- STATED PROBLEM: Output every line of the entries below as a Markdown table with the columns Row and Text. Put a running row number in Row and the line itself in Text, and leave out blank lines.
--- Start EXTRACTED INFORMATION ---
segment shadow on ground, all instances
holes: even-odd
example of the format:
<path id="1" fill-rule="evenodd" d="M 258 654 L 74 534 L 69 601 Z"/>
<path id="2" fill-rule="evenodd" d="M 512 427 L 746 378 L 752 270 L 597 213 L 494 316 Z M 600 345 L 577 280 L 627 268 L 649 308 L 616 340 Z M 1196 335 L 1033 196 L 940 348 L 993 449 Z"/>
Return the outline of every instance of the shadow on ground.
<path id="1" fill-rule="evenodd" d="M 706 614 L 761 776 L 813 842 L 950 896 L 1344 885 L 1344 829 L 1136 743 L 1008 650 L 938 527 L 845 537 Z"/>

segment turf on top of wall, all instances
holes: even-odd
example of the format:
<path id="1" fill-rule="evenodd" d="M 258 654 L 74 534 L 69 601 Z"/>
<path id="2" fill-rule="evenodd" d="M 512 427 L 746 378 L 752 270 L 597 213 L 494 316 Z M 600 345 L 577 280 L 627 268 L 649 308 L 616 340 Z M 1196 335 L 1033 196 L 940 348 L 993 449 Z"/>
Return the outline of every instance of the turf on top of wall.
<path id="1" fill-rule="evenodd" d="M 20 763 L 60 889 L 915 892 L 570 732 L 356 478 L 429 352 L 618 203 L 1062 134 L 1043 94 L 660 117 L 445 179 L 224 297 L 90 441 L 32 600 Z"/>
--- End EXTRACTED INFORMATION ---
- TASK OUTPUT:
| Row | Text |
|---|---|
| 1 | segment shadow on ground, all instances |
| 2 | holes: even-odd |
| 3 | example of the format: |
| 4 | <path id="1" fill-rule="evenodd" d="M 258 654 L 74 534 L 69 601 Z"/> |
| 5 | <path id="2" fill-rule="evenodd" d="M 512 427 L 746 378 L 752 270 L 597 213 L 494 316 Z M 600 345 L 577 280 L 627 268 L 649 308 L 616 340 Z M 1196 335 L 1033 196 L 940 348 L 993 449 Z"/> |
| 6 | Return the outline of every instance of the shadow on ground. |
| 7 | <path id="1" fill-rule="evenodd" d="M 706 614 L 761 776 L 813 842 L 950 896 L 1344 885 L 1344 829 L 1136 743 L 1008 650 L 938 527 L 845 537 Z"/> |
| 8 | segment turf on top of wall, all instances |
| 9 | holes: even-odd |
| 10 | example of the format: |
| 11 | <path id="1" fill-rule="evenodd" d="M 258 654 L 74 534 L 69 601 Z"/> |
| 12 | <path id="2" fill-rule="evenodd" d="M 512 427 L 746 378 L 752 270 L 597 213 L 494 316 Z M 600 345 L 577 280 L 627 268 L 649 308 L 616 340 Z M 1196 335 L 1033 196 L 940 348 L 993 449 Z"/> |
| 13 | Return the outline of every instance of the turf on top of wall. |
| 14 | <path id="1" fill-rule="evenodd" d="M 20 763 L 60 889 L 915 892 L 570 732 L 356 478 L 429 352 L 618 203 L 1062 134 L 1043 94 L 660 117 L 445 179 L 224 297 L 90 441 L 32 600 Z"/> |